**BRIEF:** Pictures aside, copy every record word for word.

•••••

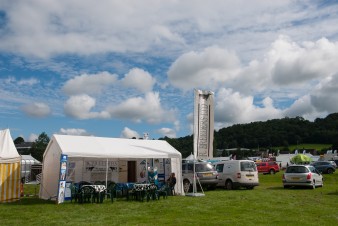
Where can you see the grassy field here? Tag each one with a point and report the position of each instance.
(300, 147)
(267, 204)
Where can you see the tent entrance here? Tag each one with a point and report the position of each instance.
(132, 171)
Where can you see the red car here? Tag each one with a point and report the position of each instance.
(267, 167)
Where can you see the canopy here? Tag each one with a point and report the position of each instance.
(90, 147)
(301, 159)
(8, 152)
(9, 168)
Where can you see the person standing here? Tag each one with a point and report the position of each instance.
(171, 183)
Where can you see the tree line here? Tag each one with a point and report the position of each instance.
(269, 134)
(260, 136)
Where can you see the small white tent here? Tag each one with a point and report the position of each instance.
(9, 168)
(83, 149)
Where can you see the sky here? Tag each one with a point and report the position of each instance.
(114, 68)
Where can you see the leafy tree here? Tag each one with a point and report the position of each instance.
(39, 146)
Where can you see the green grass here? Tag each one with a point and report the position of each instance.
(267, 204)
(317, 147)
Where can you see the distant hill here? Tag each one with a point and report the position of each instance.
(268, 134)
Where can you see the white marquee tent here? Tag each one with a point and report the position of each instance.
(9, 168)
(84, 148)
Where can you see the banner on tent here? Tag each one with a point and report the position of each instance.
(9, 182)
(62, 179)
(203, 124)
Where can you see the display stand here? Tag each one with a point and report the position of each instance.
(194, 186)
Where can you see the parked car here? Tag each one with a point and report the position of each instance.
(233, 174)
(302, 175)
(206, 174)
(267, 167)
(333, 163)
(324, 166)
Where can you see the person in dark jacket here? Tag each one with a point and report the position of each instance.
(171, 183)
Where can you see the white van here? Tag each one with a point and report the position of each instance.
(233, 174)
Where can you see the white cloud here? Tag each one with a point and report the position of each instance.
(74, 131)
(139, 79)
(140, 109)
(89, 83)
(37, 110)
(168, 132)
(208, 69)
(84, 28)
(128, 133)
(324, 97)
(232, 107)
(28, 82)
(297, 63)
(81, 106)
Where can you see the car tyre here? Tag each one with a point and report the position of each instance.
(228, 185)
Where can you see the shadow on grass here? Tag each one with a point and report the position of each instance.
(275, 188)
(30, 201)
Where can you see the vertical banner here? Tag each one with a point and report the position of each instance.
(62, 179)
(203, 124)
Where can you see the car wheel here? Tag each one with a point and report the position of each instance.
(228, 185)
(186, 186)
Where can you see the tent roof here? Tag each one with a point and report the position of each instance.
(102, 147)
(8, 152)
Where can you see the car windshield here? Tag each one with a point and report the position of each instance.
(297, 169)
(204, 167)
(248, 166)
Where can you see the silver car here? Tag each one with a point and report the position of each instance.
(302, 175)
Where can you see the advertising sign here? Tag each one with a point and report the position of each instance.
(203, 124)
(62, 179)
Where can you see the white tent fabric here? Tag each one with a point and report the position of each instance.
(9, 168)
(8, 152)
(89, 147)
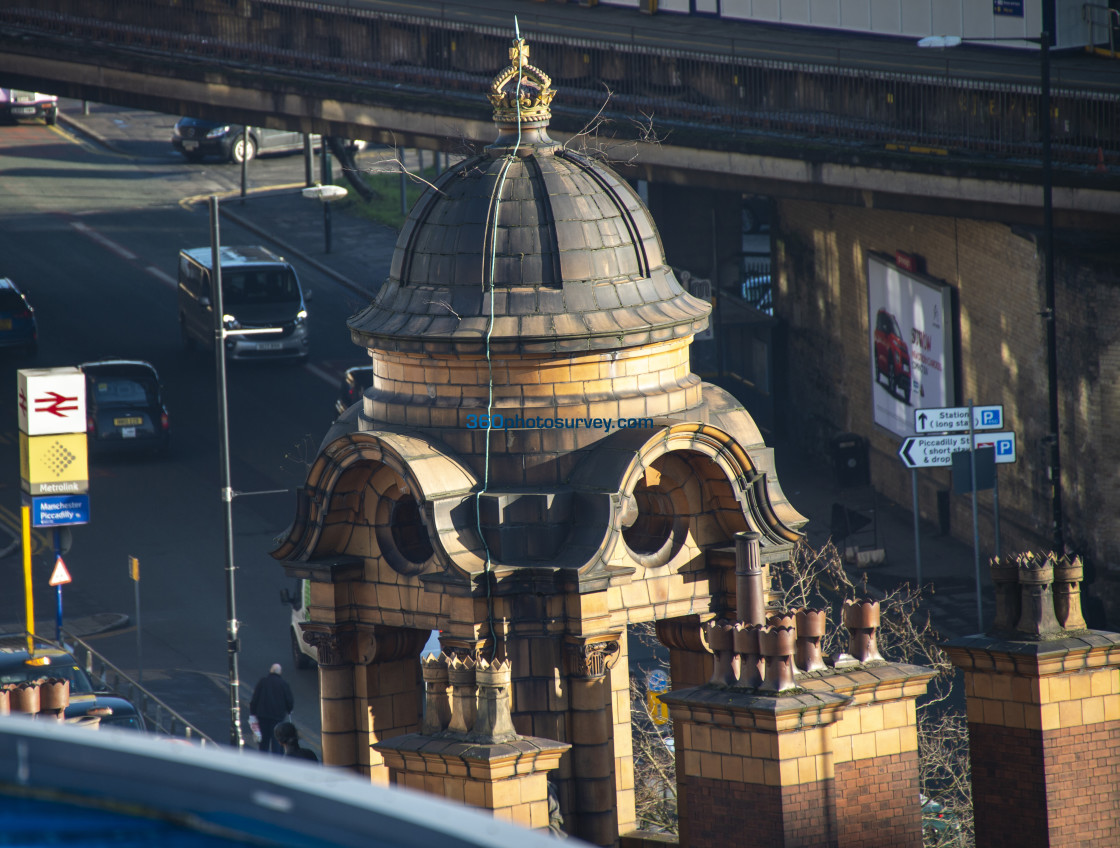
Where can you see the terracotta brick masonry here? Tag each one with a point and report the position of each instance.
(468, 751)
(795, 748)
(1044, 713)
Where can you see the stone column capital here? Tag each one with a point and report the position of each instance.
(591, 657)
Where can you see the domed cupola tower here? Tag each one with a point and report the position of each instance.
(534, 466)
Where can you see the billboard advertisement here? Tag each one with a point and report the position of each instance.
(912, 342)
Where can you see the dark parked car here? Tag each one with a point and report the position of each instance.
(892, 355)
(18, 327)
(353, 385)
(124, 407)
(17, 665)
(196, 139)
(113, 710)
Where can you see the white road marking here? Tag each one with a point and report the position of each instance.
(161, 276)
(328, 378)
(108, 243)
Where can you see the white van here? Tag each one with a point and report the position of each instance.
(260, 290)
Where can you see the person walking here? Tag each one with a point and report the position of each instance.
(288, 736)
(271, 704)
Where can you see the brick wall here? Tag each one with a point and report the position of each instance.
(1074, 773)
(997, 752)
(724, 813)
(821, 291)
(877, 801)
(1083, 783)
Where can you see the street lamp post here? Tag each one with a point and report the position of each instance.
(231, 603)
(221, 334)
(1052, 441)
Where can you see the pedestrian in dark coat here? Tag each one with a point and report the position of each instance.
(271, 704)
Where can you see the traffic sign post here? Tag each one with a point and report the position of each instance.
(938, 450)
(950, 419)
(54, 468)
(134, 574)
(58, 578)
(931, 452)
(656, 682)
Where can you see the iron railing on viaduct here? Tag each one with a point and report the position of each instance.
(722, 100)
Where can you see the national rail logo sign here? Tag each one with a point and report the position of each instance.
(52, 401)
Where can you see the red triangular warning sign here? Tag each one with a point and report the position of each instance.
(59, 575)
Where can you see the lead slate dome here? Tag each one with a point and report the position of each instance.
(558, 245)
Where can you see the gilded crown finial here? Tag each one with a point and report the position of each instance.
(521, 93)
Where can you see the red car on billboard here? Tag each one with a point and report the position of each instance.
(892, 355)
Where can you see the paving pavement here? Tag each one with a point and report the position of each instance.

•••••

**TASK RESPONSE:**
Where can you see the grassy field here? Tag each one with a point and report the position of each instance.
(300, 147)
(267, 204)
Where can you see the tent entrance here? Tag each one with a point and report the position of each instance.
(132, 171)
Where can you see the red car here? Tag each one with a point and report the position of each instance.
(267, 167)
Where can you see the canopy here? Tag each one with a point and report the position of each instance.
(90, 147)
(301, 159)
(8, 152)
(9, 168)
Where can you see the person standing here? Tag each one with a point and report the position of each instance.
(171, 183)
Where can you see the tree line here? Tag each one with a point and report the position of each instance.
(269, 134)
(260, 136)
Where can you see the small white tent here? Tag each one with a point and report the position of each instance.
(9, 168)
(83, 149)
Where can you see the sky here? Tag each one with a point and report the position of each instance.
(114, 68)
Where can you see the leafy tree here? Tag each one with a point and report the position of each instance.
(39, 146)
Where can you see the green grass here? Tag each one with a point and report the position of each instance.
(267, 204)
(317, 147)
Where can you see the distant hill here? Tag each one with a point and report the position of each instance.
(268, 134)
Where can you see the white marquee tent here? Tag each one with a point and report the position of each instance.
(9, 168)
(84, 148)
Where can you see the banner on tent here? Tag each one with a point and report the position of each instance.
(9, 182)
(62, 179)
(203, 124)
Where can you see the display stand here? Tag each one with a point and report the position of each instance.
(194, 186)
Where can you see the parked car here? Tag each one with a point and report the position of each instance.
(233, 174)
(302, 175)
(206, 174)
(267, 167)
(333, 163)
(324, 166)
Where can you see the person in dark jacket here? Tag each one with a point and report the position of each instance.
(171, 183)
Where can you see the white van here? Tag each one with a point and report the position of each instance.
(233, 174)
Where can you see the white cloud here? Tag each one with a point and report the position of each instance.
(74, 131)
(139, 79)
(140, 109)
(89, 83)
(37, 110)
(168, 132)
(208, 69)
(84, 28)
(128, 133)
(324, 97)
(232, 107)
(28, 82)
(297, 63)
(81, 106)
Where can you see the car tyre here? Tag each one with a point and report the position of each instance.
(228, 185)
Where can you see the shadow on grass here? Tag each one with a point and report the position of each instance.
(275, 188)
(30, 201)
Where can you see the vertical banner here? Tag each one with a point and report the position of each instance.
(62, 179)
(203, 124)
Where can you see the car wheel here? Tag each one with a point and report the position of each instance.
(228, 185)
(186, 186)
Where can you see the tent roof here? Tag each one with a point and report the position of each instance.
(102, 147)
(8, 152)
Where can you see the car windshield here? Tag each one with a point and report the position of each instance.
(297, 169)
(204, 167)
(248, 166)
Where can you see the silver car here? Tag each one with a point and report the position of each instance.
(302, 175)
Where can you see the advertising sign here? Tag each one with a point and report the position of each instance.
(203, 124)
(62, 179)
Where can you see the white tent fabric here? Tag each one with a point and report the position of each instance.
(9, 168)
(8, 152)
(89, 147)
Where can you see the terracotta brick masonry here? Tag each one with a point and report the position of each instance.
(468, 751)
(795, 748)
(1044, 713)
Where can you see the stone column capital here? Tag each one with a point and report the position of each instance.
(591, 657)
Where can you see the domed cupola tower here? Tag each one with a point and report the position of each instance.
(534, 466)
Where can you see the billboard advertisement here? Tag each one with a point and report the position of each instance.
(912, 342)
Where can you see the dark parked car here? Tag each one with a point and report the position of each instance.
(892, 355)
(18, 327)
(353, 385)
(124, 407)
(17, 665)
(196, 139)
(113, 710)
Where can you see the white road marking here? Tag each one with a point and report the position of each instance.
(161, 276)
(328, 378)
(108, 243)
Where can you see the white van here? Tag each one with a point and report the position of each instance.
(260, 290)
Where can you see the person walking here? Tag each one with a point and report the position of each instance.
(288, 736)
(271, 704)
Where can you see the brick wall here? Tag each one with a point and report the position of each instance.
(1074, 773)
(997, 752)
(724, 813)
(821, 291)
(877, 801)
(1083, 783)
Where can you see the street lamp post here? Tag each one with a point and report the position of each instance.
(231, 603)
(221, 334)
(1052, 441)
Where can you see the pedestrian in dark coat here? Tag each one with a point and report the position of each instance.
(271, 704)
Where can you see the traffic sign post here? Tag each one with a point and report the position of each instance.
(938, 450)
(950, 419)
(54, 468)
(134, 574)
(58, 578)
(931, 452)
(656, 682)
Where can you see the iron railing on viaduct here? Tag each one with a point and report the position of each instance.
(722, 100)
Where can you see the national rail logo sign here? Tag each one with a point and report the position of each instance.
(52, 401)
Where can you see the red triangular warning sign here? Tag each one with a point and report the position of each instance.
(59, 575)
Where can you see the lead slate dome here? Tag each one with a point and report the position of each instance.
(558, 245)
Where can you see the gilded crown finial here? Tag each one with a point and report the position of each instance.
(521, 93)
Where can you see the red car on billboard here? Tag each one with a point and report the position of each instance.
(892, 355)
Where can you see the paving pavement here? Tag each one with a point and report the position of each instance.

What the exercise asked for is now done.